Reading passage>
7.7 No Material Change. There shall have been, in the reasonable
judgment of such Investor, no material adverse change in the business, affairs,
prospects, operations, properties, assets or condition of the Corporation.
7.8 Opinion of Corporation Counsel. Each Investor shall have
received an opinion from Holland & Knight, counsel for the Corporation, dated as
of the date of the Closing, in the form attached hereto as Exhibit D.
7.9 Opinion of Hunton & Xxxxxxxx. Each Investor shall have received
an opinion from Hunton & Xxxxxxxx, New York, dated as of the date of the
Closing, in the form attached as Exhibit E.
7.10 Registration Rights Agreement. The Corporation and each
Investor shall have executed and delivered the Registration Rights Agreement in
the form attached to this Agreement as Exhibit F (the "Registration Rights
Agreement").
7.11 Issuance of Warrants. The Corporation shall have executed and
delivered Warrants in the form attached as Exhibit C to each Investor in the
amounts noted on Exhibit A.
7.12 Management Lock-Up Agreements. The Corporation shall have
caused Xxxxxx Xxxxxxx and Xxxxxxx X. Xxxxxxxx to have executed and delivered the
Lock-Up Agreements in the form attached as Exhibit G.
7.13 Market Conditions. There shall not have occurred: (i) any
suspension of trading generally on any national securities exchange or
association; (ii) a general moratorium on commercial banking activities in New
York; or (iii) any outbreak or escalation of hostilities; or (iv) any adverse
change in financial markets or any other crisis or calamity; which, in the sole
judgment of such Investor, makes the purchase of the Series A Stock inadvisable.
8. CONDITIONS TO THE CORPORATION'S OBLIGATIONS AT CLOSING. The obligations
of the Corporation to each Investor under this Agreement are subject to the
fulfillment or waiver on or before the Closing of each of the following
conditions by such Investor:
11
8.1 Representations and Warranties. The representations and
warranties of such Investor contained in Section 6 shall be true and correct on
the date of the Closing with the same effect as though such representations and
warranties had been made on and as of the Closing.
8.2 Payment of Purchase Price. Each Investor shall have delivered to
the Corporation the purchase price specified for such Investor on Exhibit A in
accordance with the provisions of Section 2 hereof.

Entries supplied>
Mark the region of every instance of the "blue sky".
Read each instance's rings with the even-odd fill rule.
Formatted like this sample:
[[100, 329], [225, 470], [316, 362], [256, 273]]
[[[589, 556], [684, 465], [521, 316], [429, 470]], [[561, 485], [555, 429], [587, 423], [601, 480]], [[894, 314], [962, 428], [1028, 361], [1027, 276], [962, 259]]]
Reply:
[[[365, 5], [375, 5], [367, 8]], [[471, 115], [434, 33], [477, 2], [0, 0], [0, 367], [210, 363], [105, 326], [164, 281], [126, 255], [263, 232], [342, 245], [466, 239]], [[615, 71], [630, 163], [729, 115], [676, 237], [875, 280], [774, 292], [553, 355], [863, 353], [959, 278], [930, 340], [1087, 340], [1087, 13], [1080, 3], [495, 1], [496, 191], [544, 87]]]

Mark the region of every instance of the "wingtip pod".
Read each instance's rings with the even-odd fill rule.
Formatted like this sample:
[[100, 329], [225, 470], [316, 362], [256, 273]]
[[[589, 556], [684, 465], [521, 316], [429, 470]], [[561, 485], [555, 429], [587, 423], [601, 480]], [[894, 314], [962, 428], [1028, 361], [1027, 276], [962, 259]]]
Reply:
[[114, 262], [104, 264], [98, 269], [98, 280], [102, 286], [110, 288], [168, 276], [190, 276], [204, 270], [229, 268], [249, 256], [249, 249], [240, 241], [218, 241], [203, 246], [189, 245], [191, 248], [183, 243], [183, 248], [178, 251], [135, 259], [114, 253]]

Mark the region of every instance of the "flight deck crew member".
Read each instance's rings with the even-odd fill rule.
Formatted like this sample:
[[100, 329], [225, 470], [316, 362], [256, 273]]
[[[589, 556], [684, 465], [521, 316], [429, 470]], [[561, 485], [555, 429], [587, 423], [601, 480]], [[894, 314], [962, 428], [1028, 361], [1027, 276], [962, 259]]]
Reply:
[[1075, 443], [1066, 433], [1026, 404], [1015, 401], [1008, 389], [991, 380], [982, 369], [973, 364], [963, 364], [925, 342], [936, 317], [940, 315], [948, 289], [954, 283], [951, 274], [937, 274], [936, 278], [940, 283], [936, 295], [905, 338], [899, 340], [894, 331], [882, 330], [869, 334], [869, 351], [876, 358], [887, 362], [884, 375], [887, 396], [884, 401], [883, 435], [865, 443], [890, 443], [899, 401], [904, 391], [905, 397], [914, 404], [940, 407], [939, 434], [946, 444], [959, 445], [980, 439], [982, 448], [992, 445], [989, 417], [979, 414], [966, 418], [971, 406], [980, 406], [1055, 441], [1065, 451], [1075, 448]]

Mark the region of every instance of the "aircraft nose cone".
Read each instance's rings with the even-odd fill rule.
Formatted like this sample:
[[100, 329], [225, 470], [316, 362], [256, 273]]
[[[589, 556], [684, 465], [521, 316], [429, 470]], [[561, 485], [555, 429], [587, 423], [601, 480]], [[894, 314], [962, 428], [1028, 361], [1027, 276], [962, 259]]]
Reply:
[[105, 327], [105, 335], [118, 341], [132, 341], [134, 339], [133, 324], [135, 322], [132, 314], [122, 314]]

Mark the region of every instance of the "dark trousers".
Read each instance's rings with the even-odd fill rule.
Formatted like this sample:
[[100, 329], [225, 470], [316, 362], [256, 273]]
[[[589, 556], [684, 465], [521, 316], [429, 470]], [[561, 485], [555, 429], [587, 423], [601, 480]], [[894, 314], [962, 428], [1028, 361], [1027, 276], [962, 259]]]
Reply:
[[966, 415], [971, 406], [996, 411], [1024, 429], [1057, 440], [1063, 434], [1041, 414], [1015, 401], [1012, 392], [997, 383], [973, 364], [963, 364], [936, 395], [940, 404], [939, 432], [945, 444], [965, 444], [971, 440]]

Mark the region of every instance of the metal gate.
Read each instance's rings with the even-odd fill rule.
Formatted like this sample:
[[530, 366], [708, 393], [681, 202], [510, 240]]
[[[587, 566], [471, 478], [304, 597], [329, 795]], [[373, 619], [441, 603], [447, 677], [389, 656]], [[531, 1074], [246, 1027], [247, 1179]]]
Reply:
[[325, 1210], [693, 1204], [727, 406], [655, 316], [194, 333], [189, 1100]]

Jobs>
A: In the closing-conditions text, which exhibit holds the form of the Registration Rights Agreement?
B: Reproduce the closing-conditions text from "8. CONDITIONS TO" up to and including "of the Closing.".

Answers below>
A: Exhibit F

B:
8. CONDITIONS TO THE CORPORATION'S OBLIGATIONS AT CLOSING. The obligations
of the Corporation to each Investor under this Agreement are subject to the
fulfillment or waiver on or before the Closing of each of the following
conditions by such Investor:
11
8.1 Representations and Warranties. The representations and
warranties of such Investor contained in Section 6 shall be true and correct on
the date of the Closing with the same effect as though such representations and
warranties had been made on and as of the Closing.